▶ ЧТО ТРЕБУЕТСЯ
Пожалуйста, продублируйте из отрывка о разговоре с Андроповым отрезок от «Продолжу рассказ о» до «над этим думаете?» включительно.

▶ ДОКУМЕНТ
==========
Продолжу рассказ о том откровенном разговоре.

– Кое в чем должен согласиться с тобой, – сказал Андропов, – во многом ты преувеличиваешь. Но сейчас я бы не хотел вступать в идеологический спор. Меня интересует, что можно сделать конкретного в плане совершенствования государственного механизма, вы же, юристы, над этим думаете?

Уловив нотку легкого раздражения в голосе шефа, я стал ему пересказывать те робкие предложения, какие кочевали по страницам "Советского государства и права", "Социалистической законности" и других журналов. Речь там шла, как всегда, о том, чтобы обогатить законодательство, поднять роль суда, укрепить процессуальный порядок рассмотрения уголовных и гражданских дел. Самой дерзкой идеей было робкое предложение подумать о возрождении суда присяжных.

Юрий Владимирович вяло комментировал все это псевдоноваторское словоблудие. Оно ему явно наскучило, и он сказал недовольным тоном:

– Ну вот, завел бодягу.

– Так вы сами этого хотели.

– Ладно, считай, мы квиты, начнем все сначала. Только теперь для затравки я сам скажу, что думаю. Понимаешь, наша система не то что плоха, ведь она свои задачи выполняла, да еще как. Коллективизацию провели, индустриализацию осилили, в такой страшной войне верх взяли, да и после войны быстро поставили страну на ноги, в космос вышли. Все так. И тем не менее все мы чувствуем неполадки в государственном механизме, причем такие, каких не исправишь двумя-тремя умными решениями. Машина, грубо говоря, поизносилась, ей нужен ремонт.

– Капитальный, – вставил я.

– Может быть, капитальный, но не ломать устои, они себя оправдали. Причем реформы нам нужны и в экономике, и в политике. Тут центральный вопрос – с каких начинать. Я с тобой согласен, не обойтись без существенных поправок в государстве. Советам больше прав дать, чтобы они действительно хозяйствовали, а не бегали по всякому пустяку в райком или даже в ЦК. Позволить людям избирать себе руководителей – политическая культура выросла, иной рабочий или крестьянин нам с тобой сто очков вперед даст, а мы его все держим за несмышленыша, учим, как жить, ставим над ним дураков-начальников.

Но в чем я абсолютно убежден: трогать государство можно только после того, как мы по-настоящему двинем вперед экономику. На поверхности здесь дела вроде бы неплохо идут: прирост ежегодный есть; нефтью, газом и себя обеспечиваем, и братским странам даем, и на экспорт остается. Вроде бы пусть и дальше так идет. А ты знаешь, в Политбюро крепнет убеждение, что всю нашу хозяйственную сферу нужно хорошенько встряхнуть. Особенно скверно с сельским хозяйством: нельзя же мириться дальше с тем, что страну не можем прокормить, из года в год приходится закупать все больше и больше зерна. Если так дальше пойдет, скоро вообще сядем на голодный паек. И виноваты здесь не колхозы, а плохая организация производства, низкая заинтересованность. Хрущев и так и эдак пытался поправить дело, лозунги вроде бы выдвигались на пленумах и съездах правильные, а все по-прежнему идет наперекосяк.
==========
▶ ИЗВЛЕЧЁННЫЕ ДАННЫЕ

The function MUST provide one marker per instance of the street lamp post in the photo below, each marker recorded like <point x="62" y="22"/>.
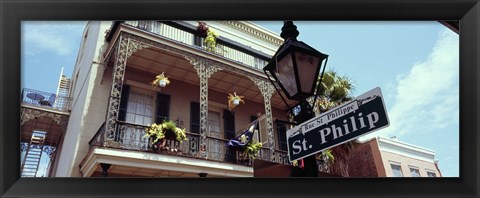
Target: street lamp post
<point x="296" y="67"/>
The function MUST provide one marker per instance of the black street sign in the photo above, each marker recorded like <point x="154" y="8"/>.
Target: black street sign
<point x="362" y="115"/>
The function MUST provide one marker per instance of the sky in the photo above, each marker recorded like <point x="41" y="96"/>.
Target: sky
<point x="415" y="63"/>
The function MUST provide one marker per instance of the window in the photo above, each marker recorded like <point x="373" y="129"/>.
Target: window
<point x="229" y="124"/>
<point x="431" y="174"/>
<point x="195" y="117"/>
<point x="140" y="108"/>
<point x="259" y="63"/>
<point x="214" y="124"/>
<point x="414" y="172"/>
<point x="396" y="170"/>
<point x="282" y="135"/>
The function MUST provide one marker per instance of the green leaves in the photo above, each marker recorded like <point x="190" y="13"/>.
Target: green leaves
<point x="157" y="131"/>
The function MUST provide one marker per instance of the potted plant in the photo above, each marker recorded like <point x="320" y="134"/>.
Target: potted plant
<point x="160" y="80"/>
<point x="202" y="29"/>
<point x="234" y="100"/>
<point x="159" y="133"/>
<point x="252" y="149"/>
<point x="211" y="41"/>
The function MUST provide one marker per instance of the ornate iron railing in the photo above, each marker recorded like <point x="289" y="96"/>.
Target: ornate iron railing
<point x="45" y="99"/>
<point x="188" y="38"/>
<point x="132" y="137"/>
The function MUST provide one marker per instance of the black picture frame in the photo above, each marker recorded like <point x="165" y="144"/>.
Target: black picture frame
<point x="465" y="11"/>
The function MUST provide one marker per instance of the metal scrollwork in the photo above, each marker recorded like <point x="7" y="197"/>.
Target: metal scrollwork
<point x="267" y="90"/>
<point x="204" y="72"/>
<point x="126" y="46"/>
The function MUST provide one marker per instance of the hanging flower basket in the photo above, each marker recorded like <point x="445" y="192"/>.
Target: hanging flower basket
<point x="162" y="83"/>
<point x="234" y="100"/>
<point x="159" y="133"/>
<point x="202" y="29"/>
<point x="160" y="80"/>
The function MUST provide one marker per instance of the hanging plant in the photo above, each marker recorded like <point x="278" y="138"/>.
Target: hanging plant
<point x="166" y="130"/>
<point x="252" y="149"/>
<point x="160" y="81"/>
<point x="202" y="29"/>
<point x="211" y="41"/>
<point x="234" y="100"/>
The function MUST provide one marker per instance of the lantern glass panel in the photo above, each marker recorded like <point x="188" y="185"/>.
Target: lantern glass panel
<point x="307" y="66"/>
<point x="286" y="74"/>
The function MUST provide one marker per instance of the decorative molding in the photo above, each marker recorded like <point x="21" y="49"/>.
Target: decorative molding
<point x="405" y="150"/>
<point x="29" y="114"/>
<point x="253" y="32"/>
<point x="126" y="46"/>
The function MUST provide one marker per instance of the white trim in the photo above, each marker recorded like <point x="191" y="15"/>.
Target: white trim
==========
▶ ПРАВИЛЬНЫЙ ОТВЕТ
Продолжу рассказ о том откровенном разговоре.

– Кое в чем должен согласиться с тобой, – сказал Андропов, – во многом ты преувеличиваешь. Но сейчас я бы не хотел вступать в идеологический спор. Меня интересует, что можно сделать конкретного в плане совершенствования государственного механизма, вы же, юристы, над этим думаете?